The report itself, at 448 pages, documented extensive evidence of those ties, as well as multiple instances of lying and obstruction of justice by Mr. Trump and other top government officials. Mr. Barr's four-page summary claimed the opposite — that Mr. Mueller had found no collusion or obstruction of justice. Mr. Mueller protested, and yet weeks passed before Americans could see the report themselves and discover just how much Mr. Barr had twisted its findings to benefit Mr. Trump.

In March, a federal judge called Mr. Barr's characterization of the report "distorted" and "misleading," and said his "lack of candor" called his credibility into doubt.

But Mr. Barr didn't stop there. He also rejected a reportby the Justice Department inspector general finding that there was sufficient evidence to open the Russia investigation. He referred to the investigation as "spying" and ordered a criminal inquiry into its origins. He intervened in the prosecutions of two of Mr. Trump's top advisers, Mr. Flynn and Roger Stone, for whom he recommended a lighter sentence than his own prosecutors had sought. And he declined to open a criminal investigation into last fall's whistle-blower complaint against Mr. Trump, saying it did not qualify as an "urgent concern." The complaint ultimately led to Mr. Trump's impeachment.

Last month, Mr. Barr went on Fox News and called the Russia investigation "one of the greatest travesties in American history," and said, "We're not dealing with just mistakes or sloppiness, there was something far more troubling here; and we're going to get to the bottom of it."

AIM 1: Retype the part of the excerpt on Mr. Barr and the Mueller report that begins at the words "But Mr. Barr" and stops after "Mr. Trump's impeachment.".
The text and the records have no connection to each other.

MATERIAL TO PROCESS:
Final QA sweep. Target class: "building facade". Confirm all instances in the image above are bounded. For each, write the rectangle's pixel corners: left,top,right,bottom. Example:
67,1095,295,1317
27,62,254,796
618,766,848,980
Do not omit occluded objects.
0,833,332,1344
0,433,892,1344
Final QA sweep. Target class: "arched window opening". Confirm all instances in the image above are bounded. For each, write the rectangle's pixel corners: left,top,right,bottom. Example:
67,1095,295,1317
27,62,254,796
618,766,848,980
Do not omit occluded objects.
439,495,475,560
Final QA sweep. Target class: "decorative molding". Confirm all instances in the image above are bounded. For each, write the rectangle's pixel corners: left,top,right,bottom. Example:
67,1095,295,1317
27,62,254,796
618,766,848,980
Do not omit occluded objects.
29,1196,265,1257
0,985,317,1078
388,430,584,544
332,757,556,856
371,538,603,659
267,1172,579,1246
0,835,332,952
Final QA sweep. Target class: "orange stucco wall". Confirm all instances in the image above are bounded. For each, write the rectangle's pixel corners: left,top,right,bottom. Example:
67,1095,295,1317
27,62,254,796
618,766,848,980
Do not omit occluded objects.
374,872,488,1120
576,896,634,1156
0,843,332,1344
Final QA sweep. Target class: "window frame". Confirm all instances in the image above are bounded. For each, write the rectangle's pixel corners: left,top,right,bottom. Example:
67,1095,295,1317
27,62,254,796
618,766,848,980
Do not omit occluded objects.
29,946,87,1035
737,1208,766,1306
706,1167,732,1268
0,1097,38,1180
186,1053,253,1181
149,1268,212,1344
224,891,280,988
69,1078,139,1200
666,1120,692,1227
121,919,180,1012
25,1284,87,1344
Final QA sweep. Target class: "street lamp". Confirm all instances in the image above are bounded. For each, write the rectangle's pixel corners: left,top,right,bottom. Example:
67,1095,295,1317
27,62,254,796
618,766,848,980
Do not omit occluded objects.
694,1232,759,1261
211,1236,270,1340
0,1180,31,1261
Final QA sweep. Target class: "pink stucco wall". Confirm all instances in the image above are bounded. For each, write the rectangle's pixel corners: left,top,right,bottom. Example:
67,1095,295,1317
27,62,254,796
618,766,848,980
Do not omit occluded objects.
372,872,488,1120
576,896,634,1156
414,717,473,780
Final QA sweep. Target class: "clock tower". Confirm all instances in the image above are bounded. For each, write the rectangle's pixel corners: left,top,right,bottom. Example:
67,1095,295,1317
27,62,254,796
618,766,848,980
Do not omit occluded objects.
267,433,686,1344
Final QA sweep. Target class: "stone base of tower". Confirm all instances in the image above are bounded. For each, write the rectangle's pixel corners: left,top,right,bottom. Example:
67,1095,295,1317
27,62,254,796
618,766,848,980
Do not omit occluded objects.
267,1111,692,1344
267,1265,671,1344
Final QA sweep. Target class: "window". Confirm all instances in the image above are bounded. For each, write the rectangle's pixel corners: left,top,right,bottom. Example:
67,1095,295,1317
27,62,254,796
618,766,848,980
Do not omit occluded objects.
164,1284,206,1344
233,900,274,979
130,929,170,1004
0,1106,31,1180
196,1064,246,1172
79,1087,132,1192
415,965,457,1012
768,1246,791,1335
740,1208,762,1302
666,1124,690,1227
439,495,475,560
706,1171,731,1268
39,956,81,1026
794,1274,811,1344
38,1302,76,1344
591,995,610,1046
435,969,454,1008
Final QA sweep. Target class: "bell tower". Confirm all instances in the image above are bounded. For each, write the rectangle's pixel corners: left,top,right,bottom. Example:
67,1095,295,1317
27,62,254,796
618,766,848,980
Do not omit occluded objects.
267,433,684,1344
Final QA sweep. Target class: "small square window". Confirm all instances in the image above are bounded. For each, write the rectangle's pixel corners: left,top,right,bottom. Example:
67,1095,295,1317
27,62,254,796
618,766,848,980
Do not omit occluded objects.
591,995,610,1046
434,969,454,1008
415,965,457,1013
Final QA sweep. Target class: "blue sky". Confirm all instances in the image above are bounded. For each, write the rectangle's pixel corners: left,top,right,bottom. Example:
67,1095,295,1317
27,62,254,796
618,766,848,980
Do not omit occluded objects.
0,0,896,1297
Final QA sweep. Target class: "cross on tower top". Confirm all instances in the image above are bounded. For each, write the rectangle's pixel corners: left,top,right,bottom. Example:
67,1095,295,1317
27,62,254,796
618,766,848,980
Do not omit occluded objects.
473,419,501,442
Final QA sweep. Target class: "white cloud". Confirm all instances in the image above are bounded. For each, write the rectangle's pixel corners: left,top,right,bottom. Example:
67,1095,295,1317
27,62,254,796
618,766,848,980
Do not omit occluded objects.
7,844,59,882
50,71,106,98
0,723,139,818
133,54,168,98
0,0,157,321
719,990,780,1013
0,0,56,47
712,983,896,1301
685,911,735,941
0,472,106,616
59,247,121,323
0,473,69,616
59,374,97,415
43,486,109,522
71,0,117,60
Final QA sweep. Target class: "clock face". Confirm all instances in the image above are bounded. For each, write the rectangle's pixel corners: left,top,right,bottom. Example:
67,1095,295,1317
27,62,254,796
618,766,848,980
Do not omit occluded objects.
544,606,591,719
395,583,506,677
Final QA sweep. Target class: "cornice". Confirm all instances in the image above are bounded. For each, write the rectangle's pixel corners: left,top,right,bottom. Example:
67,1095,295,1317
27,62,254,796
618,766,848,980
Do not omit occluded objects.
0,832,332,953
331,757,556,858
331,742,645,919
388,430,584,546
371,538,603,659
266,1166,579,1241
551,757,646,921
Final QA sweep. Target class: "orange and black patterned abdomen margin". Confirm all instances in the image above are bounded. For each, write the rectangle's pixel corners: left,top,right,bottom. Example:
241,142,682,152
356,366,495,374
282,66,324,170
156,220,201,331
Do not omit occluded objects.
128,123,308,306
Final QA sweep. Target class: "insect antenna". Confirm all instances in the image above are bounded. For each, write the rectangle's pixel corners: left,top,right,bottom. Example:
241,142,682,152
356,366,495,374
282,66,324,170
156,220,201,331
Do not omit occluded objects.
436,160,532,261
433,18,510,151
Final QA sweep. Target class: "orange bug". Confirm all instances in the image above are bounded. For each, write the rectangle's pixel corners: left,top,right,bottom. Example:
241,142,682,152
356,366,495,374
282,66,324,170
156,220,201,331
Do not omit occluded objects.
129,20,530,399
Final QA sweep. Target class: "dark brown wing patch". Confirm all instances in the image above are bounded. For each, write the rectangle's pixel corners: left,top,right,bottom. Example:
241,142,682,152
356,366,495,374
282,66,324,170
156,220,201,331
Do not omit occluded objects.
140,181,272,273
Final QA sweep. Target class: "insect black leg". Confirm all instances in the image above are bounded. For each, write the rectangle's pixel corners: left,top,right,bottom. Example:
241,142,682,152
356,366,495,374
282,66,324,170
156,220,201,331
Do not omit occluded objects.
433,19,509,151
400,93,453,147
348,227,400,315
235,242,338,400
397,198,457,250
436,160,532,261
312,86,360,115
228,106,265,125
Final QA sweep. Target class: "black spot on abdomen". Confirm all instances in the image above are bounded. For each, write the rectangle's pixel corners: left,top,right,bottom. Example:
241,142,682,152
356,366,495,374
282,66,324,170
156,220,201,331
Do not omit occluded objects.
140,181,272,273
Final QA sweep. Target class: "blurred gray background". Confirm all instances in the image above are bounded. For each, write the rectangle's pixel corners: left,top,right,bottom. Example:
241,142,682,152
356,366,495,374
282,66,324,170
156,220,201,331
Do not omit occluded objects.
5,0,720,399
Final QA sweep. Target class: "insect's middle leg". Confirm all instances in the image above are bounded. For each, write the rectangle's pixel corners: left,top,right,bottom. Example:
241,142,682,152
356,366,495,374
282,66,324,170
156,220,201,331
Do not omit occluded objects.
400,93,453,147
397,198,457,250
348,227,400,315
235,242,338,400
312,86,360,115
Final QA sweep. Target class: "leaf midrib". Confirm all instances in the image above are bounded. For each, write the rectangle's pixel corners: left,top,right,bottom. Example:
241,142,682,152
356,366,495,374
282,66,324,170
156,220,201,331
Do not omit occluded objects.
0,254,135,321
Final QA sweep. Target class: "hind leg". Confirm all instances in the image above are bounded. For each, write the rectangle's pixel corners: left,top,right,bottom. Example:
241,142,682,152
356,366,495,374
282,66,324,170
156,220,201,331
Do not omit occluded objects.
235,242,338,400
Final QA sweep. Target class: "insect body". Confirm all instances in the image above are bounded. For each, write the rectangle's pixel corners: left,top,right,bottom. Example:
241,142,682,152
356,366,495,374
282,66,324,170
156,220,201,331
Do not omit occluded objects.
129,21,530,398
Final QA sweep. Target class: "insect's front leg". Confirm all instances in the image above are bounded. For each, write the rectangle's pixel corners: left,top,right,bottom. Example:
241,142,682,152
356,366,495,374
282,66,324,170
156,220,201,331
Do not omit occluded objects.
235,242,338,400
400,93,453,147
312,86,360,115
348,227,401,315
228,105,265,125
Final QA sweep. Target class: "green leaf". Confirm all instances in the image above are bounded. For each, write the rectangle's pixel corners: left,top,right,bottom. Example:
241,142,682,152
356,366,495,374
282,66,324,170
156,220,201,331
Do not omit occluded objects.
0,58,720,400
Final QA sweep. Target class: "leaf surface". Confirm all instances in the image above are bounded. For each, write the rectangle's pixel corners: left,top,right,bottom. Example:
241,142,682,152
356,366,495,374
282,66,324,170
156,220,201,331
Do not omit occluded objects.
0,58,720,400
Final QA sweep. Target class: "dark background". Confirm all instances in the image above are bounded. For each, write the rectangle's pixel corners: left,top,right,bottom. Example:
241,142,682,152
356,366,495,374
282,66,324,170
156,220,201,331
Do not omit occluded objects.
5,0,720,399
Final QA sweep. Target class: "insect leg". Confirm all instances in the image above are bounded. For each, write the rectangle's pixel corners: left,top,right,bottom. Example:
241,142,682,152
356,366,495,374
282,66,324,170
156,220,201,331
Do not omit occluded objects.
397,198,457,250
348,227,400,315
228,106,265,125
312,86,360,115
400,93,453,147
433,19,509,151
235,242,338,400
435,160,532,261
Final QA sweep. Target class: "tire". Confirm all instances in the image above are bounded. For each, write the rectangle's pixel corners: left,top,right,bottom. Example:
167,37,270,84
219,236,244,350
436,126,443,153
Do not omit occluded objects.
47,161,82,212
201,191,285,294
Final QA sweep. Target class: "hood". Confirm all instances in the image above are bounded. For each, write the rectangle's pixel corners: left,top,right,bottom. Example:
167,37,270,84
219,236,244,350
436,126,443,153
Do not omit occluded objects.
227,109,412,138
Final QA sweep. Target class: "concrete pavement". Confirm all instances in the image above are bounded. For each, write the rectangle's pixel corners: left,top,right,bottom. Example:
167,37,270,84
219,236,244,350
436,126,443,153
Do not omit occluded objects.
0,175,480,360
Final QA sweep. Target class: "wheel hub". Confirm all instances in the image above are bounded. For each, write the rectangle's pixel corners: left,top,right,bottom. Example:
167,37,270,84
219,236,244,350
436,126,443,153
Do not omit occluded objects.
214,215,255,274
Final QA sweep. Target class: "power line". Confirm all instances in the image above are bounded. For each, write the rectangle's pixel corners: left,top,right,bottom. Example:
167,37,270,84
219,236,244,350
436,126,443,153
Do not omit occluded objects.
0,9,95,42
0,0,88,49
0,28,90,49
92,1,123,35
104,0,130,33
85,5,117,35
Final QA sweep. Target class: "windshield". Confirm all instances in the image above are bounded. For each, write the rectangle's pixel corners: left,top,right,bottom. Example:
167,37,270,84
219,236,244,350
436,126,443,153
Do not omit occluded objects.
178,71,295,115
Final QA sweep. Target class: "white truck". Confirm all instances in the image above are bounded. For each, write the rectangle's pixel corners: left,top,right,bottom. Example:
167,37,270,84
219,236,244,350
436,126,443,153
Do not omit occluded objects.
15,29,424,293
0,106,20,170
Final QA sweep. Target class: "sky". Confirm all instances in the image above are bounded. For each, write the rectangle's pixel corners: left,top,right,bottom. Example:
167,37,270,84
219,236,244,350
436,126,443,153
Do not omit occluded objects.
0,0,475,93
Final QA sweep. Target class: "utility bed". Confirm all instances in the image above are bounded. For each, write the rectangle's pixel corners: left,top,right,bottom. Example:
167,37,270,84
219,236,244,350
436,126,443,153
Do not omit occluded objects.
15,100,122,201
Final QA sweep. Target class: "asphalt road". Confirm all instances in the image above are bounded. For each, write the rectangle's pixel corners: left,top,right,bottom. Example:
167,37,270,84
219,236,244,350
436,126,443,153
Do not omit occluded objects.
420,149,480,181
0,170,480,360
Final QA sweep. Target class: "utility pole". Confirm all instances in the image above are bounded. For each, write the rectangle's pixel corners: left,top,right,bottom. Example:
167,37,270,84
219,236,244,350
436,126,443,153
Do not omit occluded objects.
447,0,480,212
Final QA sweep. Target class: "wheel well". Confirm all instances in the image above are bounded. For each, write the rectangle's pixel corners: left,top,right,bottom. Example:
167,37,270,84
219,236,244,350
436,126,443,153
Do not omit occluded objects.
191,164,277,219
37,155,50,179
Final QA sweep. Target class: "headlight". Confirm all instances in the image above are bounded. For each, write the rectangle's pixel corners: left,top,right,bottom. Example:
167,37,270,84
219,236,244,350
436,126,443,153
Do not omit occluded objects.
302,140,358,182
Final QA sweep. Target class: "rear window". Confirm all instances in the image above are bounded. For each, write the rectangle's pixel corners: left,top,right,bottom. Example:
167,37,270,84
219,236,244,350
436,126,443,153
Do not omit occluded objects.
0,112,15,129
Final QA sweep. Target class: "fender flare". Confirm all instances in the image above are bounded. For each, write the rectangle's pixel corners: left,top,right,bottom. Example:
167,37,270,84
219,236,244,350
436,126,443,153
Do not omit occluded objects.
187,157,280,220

AIM 2: Reproduce the records from their first line through the line that contains "0,433,892,1344", requests included. Multiply every box coordinate in the answers by 2.35, round to whole numbers with halves going up, and leave the format samples unchanged.

COMPLETE ANSWER 1:
But Mr. Barr didn't stop there. He also rejected a reportby the Justice Department inspector general finding that there was sufficient evidence to open the Russia investigation. He referred to the investigation as "spying" and ordered a criminal inquiry into its origins. He intervened in the prosecutions of two of Mr. Trump's top advisers, Mr. Flynn and Roger Stone, for whom he recommended a lighter sentence than his own prosecutors had sought. And he declined to open a criminal investigation into last fall's whistle-blower complaint against Mr. Trump, saying it did not qualify as an "urgent concern." The complaint ultimately led to Mr. Trump's impeachment.

COMPLETE ANSWER 2:
Final QA sweep. Target class: "building facade". Confirm all instances in the image above are bounded. For each, write the rectangle's pixel corners: left,top,right,bottom. Example:
67,1095,295,1317
27,62,254,796
618,766,848,980
Do not omit occluded objects.
0,1958,780,3158
0,1018,2096,3158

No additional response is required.